■ **Work instruction**
Where does the string "instance" occur in the entries below? Copy every line where it does.

========

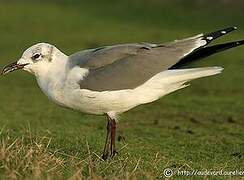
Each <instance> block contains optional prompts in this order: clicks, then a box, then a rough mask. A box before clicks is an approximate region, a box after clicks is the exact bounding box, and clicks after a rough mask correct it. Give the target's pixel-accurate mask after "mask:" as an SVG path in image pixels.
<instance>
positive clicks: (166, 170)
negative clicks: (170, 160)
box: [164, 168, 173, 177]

========

■ **Solution to this task**
Each <instance> block contains optional prompts in this order: clicks, then a box, then a rough mask. A box before clicks is an approximate region, a box after clicks is the exact bounding box, and clicks after a rough mask correct it. Give the target's pixel-accurate mask after "mask:" as an SVG path in image pixels.
<instance>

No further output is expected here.